_What the task requires:_ All of the data that appears below is to be given again precisely as written.

_Task material:_
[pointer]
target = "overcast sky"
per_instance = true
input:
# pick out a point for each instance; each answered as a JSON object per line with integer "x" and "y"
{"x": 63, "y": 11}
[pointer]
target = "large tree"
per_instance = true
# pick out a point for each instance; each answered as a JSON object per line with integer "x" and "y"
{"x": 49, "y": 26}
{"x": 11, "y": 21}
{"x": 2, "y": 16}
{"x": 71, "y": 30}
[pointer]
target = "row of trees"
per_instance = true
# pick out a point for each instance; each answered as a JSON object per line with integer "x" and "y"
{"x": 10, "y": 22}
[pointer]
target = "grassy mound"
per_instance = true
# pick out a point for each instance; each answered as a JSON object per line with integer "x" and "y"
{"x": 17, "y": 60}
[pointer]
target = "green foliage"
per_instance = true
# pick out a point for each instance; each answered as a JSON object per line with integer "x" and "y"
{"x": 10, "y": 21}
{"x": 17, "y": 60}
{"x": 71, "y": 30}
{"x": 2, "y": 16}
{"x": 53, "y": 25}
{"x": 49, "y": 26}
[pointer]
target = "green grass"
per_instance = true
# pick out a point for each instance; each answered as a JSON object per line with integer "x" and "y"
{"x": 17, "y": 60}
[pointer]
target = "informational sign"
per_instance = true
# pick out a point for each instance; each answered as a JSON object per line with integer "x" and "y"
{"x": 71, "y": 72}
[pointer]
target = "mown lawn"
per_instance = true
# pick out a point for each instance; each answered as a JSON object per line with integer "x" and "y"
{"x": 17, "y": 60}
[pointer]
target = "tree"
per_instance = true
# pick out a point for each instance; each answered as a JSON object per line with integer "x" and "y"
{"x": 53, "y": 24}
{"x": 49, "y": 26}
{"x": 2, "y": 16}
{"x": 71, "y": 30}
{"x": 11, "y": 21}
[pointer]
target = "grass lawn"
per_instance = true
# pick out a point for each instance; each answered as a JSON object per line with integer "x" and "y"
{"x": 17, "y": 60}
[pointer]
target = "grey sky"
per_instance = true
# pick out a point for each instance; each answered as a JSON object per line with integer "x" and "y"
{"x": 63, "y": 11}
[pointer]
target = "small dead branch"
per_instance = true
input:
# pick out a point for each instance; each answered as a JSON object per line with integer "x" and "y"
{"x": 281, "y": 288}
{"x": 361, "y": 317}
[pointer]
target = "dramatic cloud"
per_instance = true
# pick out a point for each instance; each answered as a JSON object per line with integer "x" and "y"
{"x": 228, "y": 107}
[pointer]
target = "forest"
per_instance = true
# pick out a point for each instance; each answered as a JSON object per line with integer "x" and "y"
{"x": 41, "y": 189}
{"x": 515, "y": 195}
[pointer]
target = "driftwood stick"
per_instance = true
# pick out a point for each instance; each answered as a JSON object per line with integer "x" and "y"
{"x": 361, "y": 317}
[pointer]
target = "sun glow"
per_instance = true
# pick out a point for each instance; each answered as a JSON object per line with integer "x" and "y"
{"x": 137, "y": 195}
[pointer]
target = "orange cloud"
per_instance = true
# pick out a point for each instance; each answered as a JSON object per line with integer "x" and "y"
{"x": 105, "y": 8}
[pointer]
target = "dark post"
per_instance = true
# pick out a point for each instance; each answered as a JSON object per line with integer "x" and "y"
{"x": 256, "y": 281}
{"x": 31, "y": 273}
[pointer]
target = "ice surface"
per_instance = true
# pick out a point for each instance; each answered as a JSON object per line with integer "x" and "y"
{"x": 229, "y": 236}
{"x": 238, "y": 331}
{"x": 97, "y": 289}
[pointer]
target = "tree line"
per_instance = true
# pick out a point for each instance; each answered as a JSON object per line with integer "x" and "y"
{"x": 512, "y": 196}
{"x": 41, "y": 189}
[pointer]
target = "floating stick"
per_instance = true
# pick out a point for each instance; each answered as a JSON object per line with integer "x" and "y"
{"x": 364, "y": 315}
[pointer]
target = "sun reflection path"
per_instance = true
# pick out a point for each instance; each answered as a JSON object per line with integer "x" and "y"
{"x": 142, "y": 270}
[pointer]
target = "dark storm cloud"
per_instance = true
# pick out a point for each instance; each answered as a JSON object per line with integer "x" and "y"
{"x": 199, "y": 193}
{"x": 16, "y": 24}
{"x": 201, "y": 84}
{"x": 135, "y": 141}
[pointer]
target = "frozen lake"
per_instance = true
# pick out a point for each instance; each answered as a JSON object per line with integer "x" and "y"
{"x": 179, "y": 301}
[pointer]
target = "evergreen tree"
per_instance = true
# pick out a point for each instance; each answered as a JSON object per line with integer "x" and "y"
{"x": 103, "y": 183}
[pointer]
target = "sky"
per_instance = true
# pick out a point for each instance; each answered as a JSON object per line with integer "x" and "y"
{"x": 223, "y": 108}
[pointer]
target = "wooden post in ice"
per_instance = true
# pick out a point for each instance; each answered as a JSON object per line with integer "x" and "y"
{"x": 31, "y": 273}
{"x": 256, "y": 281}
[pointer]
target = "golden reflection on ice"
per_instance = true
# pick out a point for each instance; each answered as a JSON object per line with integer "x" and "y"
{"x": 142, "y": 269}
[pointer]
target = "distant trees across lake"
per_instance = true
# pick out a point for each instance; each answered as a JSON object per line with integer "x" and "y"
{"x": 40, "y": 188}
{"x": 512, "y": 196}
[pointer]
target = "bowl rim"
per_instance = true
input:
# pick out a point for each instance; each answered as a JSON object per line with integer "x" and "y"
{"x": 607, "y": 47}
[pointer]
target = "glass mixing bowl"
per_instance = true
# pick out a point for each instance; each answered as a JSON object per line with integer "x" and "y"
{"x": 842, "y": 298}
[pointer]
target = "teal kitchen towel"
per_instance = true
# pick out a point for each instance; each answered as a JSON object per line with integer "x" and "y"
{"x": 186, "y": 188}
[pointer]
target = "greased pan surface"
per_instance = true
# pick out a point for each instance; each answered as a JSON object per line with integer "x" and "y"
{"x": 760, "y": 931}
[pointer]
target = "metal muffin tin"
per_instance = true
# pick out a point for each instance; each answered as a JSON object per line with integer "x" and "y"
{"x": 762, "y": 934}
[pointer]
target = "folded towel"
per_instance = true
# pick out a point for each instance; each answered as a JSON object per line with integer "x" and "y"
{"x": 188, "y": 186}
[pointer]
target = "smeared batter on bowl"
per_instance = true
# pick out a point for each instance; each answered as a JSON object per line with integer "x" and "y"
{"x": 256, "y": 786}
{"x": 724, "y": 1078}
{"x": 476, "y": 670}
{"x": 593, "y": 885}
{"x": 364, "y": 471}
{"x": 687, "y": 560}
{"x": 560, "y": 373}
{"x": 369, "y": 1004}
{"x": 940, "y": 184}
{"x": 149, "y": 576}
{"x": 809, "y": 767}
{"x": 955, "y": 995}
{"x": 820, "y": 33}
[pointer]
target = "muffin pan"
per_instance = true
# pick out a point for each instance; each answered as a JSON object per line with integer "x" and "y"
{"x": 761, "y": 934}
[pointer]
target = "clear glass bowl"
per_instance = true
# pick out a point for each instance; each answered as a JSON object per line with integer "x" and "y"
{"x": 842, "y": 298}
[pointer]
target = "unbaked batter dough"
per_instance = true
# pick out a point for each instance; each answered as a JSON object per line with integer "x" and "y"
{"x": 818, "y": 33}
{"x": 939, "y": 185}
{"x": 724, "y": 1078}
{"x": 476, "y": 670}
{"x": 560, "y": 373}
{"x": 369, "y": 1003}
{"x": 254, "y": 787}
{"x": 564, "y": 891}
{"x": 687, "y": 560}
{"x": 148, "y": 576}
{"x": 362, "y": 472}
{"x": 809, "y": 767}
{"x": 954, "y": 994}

_Answer to this exercise:_
[pointer]
target = "overcast sky"
per_instance = true
input:
# pick out a point for each instance; each answered as a JSON object per line with integer "x" and "y"
{"x": 63, "y": 11}
[pointer]
target = "large tree"
per_instance = true
# pick out a point for each instance; each answered as a JSON object per line with integer "x" and "y"
{"x": 49, "y": 26}
{"x": 11, "y": 21}
{"x": 2, "y": 16}
{"x": 71, "y": 30}
[pointer]
target = "row of trees"
per_instance = true
# pick out a point for each instance; each answered as a JSON object per line with integer "x" and "y"
{"x": 10, "y": 22}
[pointer]
target = "grassy mound"
per_instance = true
# pick out a point for each instance; each answered as a JSON object per line with integer "x" and "y"
{"x": 17, "y": 60}
[pointer]
target = "green foliage"
per_instance = true
# pick out a point for each instance; each answered as a JSON object per line with integer "x" and "y"
{"x": 10, "y": 21}
{"x": 17, "y": 60}
{"x": 71, "y": 30}
{"x": 2, "y": 16}
{"x": 53, "y": 25}
{"x": 49, "y": 26}
[pointer]
target = "green grass"
per_instance = true
# pick out a point for each instance; each answered as a JSON object per line with integer "x" and "y"
{"x": 17, "y": 60}
[pointer]
target = "informational sign"
per_instance = true
# pick out a point for each instance; each answered as a JSON object per line with integer "x" and "y"
{"x": 71, "y": 72}
[pointer]
target = "mown lawn"
per_instance = true
# pick out a point for each instance; each answered as a JSON object per line with integer "x" and "y"
{"x": 17, "y": 60}
[pointer]
target = "tree"
per_instance = true
# pick out a point for each instance; each answered as a JSON object per line with integer "x" and "y"
{"x": 53, "y": 24}
{"x": 49, "y": 26}
{"x": 2, "y": 16}
{"x": 71, "y": 30}
{"x": 11, "y": 21}
[pointer]
target = "grass lawn"
per_instance = true
# pick out a point for each instance; each answered as a JSON object per line with integer "x" and "y"
{"x": 17, "y": 60}
[pointer]
target = "grey sky"
per_instance = true
# pick out a point for each instance; each answered as a JSON object per line with integer "x" and "y"
{"x": 63, "y": 11}
[pointer]
target = "small dead branch"
per_instance = true
input:
# pick out a point for each instance; each answered as a JSON object per line with integer "x" and "y"
{"x": 281, "y": 288}
{"x": 361, "y": 317}
[pointer]
target = "dramatic cloud"
per_instance = true
# pick out a point for each instance; each answered as a JSON object per line with integer "x" and "y"
{"x": 228, "y": 107}
[pointer]
target = "forest"
per_instance = true
# pick out a point for each instance; each answered as a JSON object per line with integer "x" and "y"
{"x": 41, "y": 189}
{"x": 515, "y": 195}
[pointer]
target = "driftwood stick"
per_instance = true
# pick out a point for each instance; each answered as a JSON object per line with integer "x" and "y"
{"x": 361, "y": 317}
[pointer]
target = "sun glow"
per_instance = true
# pick out a point for each instance; each answered as a JSON object per line with integer "x" and "y"
{"x": 137, "y": 195}
[pointer]
target = "orange cloud"
per_instance = true
# pick out a point for each instance; each answered as a JSON object per line with integer "x" and "y"
{"x": 105, "y": 8}
[pointer]
target = "dark post"
per_instance = true
# pick out a point for each instance; each answered as a JSON object per line with integer "x" and "y"
{"x": 256, "y": 281}
{"x": 31, "y": 273}
[pointer]
target = "ice surface"
per_instance = true
# pick out a point for each instance; each answered as a JSON object per line with integer "x" and "y"
{"x": 229, "y": 236}
{"x": 238, "y": 331}
{"x": 97, "y": 289}
[pointer]
target = "tree line"
per_instance = true
# pick out a point for each instance; each answered as a JSON object per line with integer "x" and "y"
{"x": 512, "y": 196}
{"x": 41, "y": 189}
[pointer]
target = "floating stick"
per_instance = true
# pick out a point for each instance; each answered as a JSON object per line with integer "x" and "y"
{"x": 364, "y": 315}
[pointer]
target = "sun reflection path"
per_instance = true
# pick out a point for each instance; each answered as a JSON object per line with integer "x" and "y"
{"x": 142, "y": 270}
[pointer]
target = "dark storm cloud"
per_instance = true
# pick out a point for each instance; each answered as a JSON object per line with integer "x" and "y"
{"x": 199, "y": 193}
{"x": 16, "y": 24}
{"x": 201, "y": 84}
{"x": 135, "y": 141}
[pointer]
target = "frozen lake"
per_instance = true
# pick out a point for each instance; each answered as a JSON object per line with integer "x" and "y"
{"x": 179, "y": 301}
[pointer]
target = "evergreen tree"
per_instance = true
# pick out a point for each instance; each answered as a JSON object per line with integer "x" and "y"
{"x": 103, "y": 183}
[pointer]
target = "sky"
per_instance = true
# pick out a point for each instance; each answered as a JSON object per line with integer "x" and "y"
{"x": 223, "y": 108}
[pointer]
target = "wooden post in ice"
per_instance = true
# pick out a point for each instance; each answered as a JSON object per line with integer "x" and "y"
{"x": 31, "y": 273}
{"x": 256, "y": 281}
[pointer]
target = "golden reflection on ice"
per_instance = true
# pick out a point for each instance; each answered as a JSON object per line with integer "x" and "y"
{"x": 142, "y": 269}
[pointer]
target = "distant trees across lake"
per_instance = true
# pick out a point for each instance; each answered as a JSON object per line with integer "x" and "y"
{"x": 40, "y": 188}
{"x": 512, "y": 196}
[pointer]
target = "bowl rim"
per_instance = true
input:
# pick out a point for each instance; each answered as a JSON object per line with integer "x" and "y"
{"x": 607, "y": 47}
[pointer]
target = "glass mixing bowl"
per_instance = true
# pick out a point for each instance; each answered as a JSON object per line with integer "x" and "y"
{"x": 842, "y": 298}
[pointer]
target = "teal kitchen towel"
per_instance = true
# pick out a point for each instance; each answered as a JSON object per line with integer "x" and "y"
{"x": 186, "y": 188}
[pointer]
target = "greased pan surface"
per_instance = true
# pick out a point for each instance; each answered as a JSON object per line with integer "x" and "y"
{"x": 760, "y": 931}
[pointer]
target = "metal muffin tin"
per_instance = true
# pick out a point for each instance; each answered as a JSON object per line with integer "x" and "y"
{"x": 762, "y": 934}
[pointer]
target = "folded towel"
per_instance = true
# pick out a point for each instance; each answered as a JSON object per line with integer "x" and "y"
{"x": 188, "y": 186}
[pointer]
target = "smeared batter on bowl"
per_instance = true
# pick out a point for each instance; each answered as a JSON object per line with integer "x" and "y"
{"x": 256, "y": 786}
{"x": 724, "y": 1078}
{"x": 476, "y": 670}
{"x": 593, "y": 885}
{"x": 364, "y": 471}
{"x": 687, "y": 560}
{"x": 560, "y": 373}
{"x": 369, "y": 1004}
{"x": 940, "y": 184}
{"x": 149, "y": 576}
{"x": 809, "y": 767}
{"x": 955, "y": 995}
{"x": 820, "y": 33}
[pointer]
target = "muffin pan"
per_instance = true
# pick out a point for each instance; each answered as a JSON object per line with integer "x" and "y"
{"x": 761, "y": 934}
[pointer]
target = "clear glass bowl"
per_instance = true
# pick out a point for each instance; each answered as a JSON object per line with integer "x" and "y"
{"x": 842, "y": 298}
[pointer]
target = "unbaked batter dough"
per_instance = true
# pick out a point for each instance; each answered as a JSON object per line with integer "x" and "y"
{"x": 818, "y": 33}
{"x": 939, "y": 185}
{"x": 724, "y": 1078}
{"x": 476, "y": 670}
{"x": 560, "y": 373}
{"x": 369, "y": 1003}
{"x": 254, "y": 787}
{"x": 564, "y": 891}
{"x": 687, "y": 560}
{"x": 148, "y": 576}
{"x": 362, "y": 472}
{"x": 809, "y": 767}
{"x": 954, "y": 994}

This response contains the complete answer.